:: WHAT IS BEING ASKED ::
Your answer must be the full set of entries, reproduced exactly.

START THE RECORDS

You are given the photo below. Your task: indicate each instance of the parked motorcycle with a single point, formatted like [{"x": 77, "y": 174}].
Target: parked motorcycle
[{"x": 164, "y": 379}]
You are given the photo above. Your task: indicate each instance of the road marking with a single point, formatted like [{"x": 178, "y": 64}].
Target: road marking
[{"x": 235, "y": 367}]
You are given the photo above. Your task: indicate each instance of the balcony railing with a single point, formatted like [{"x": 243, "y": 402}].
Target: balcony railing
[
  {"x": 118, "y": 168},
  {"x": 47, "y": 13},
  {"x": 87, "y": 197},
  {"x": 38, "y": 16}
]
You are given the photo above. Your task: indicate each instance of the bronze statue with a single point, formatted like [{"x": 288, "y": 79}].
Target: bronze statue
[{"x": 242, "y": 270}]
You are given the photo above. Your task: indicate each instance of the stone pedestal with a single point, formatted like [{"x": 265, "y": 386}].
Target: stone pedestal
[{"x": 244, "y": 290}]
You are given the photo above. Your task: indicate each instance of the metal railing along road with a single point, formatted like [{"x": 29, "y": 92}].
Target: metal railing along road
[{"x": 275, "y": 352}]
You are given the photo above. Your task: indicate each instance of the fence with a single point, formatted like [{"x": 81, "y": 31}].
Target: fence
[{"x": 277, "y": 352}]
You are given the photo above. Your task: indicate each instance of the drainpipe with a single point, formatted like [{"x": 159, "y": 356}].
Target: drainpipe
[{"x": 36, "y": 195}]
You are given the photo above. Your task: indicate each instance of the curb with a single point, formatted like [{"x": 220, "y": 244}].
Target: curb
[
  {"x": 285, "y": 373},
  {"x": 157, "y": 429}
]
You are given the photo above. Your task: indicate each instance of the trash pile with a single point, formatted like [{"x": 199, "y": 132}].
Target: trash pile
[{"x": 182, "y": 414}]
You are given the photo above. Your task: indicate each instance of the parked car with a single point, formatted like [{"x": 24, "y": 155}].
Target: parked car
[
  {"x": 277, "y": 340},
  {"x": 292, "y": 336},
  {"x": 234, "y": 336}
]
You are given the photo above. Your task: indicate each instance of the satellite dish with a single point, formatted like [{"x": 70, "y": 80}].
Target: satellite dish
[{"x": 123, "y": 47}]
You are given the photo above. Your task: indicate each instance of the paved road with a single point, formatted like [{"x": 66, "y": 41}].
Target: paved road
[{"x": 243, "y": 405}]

END THE RECORDS

:: RESPONSE ::
You are given the photo below. Your task: indicate each instance of the parked motorcycle with a single point, formatted like [{"x": 77, "y": 174}].
Target: parked motorcycle
[{"x": 164, "y": 379}]
You are given the photo above. Your task: indicate each instance of the road marking with a single point, formatted like [{"x": 178, "y": 64}].
Target: road marking
[{"x": 235, "y": 367}]
You are given the photo above. Your task: indicate each instance of the balcony railing with a single point, formatted like [{"x": 243, "y": 402}].
Target: balcony railing
[
  {"x": 118, "y": 168},
  {"x": 47, "y": 13},
  {"x": 87, "y": 197},
  {"x": 38, "y": 16}
]
You are given the photo above. Your task: indicate each instance of the bronze statue with a single point, formatted like [{"x": 288, "y": 79}].
Target: bronze statue
[{"x": 242, "y": 270}]
You are given the photo above. Your task: indicate each instance of the stone pedestal with a single point, formatted like [{"x": 265, "y": 386}].
Target: stone pedestal
[{"x": 244, "y": 290}]
You are given the photo above. Your task: indicate each instance of the metal railing along road with a single point, formatted like [{"x": 29, "y": 92}].
Target: metal railing along road
[{"x": 275, "y": 352}]
You are given the photo above. Your task: indicate each instance of the fence with a single point, formatted like [{"x": 81, "y": 31}].
Target: fence
[{"x": 277, "y": 352}]
You are given the photo above. Your task: indicate each instance of the drainpipe with a single point, formatted like [{"x": 159, "y": 356}].
Target: drainpipe
[{"x": 36, "y": 195}]
You are given the photo above. Your task: indicate each instance of the curb with a single point, formatted like [{"x": 220, "y": 244}].
Target: curb
[
  {"x": 285, "y": 373},
  {"x": 157, "y": 429}
]
You are given the photo above. Your task: indicate each instance of the trash pile with a single point, formatted like [{"x": 199, "y": 132}].
Target: trash pile
[{"x": 182, "y": 414}]
You are given the photo above. Your task: indicate each instance of the parked car with a single point, formatted like [{"x": 24, "y": 155}].
Target: parked car
[
  {"x": 277, "y": 340},
  {"x": 292, "y": 336},
  {"x": 234, "y": 336}
]
You are given the photo above. Your task: indicate each instance of the satellite dish with a single point, formatted like [{"x": 70, "y": 80}].
Target: satellite dish
[{"x": 123, "y": 47}]
You are given the photo above. Your task: indicate each instance of the paved road with a single point, formatted like [{"x": 66, "y": 41}].
Target: paved road
[{"x": 243, "y": 405}]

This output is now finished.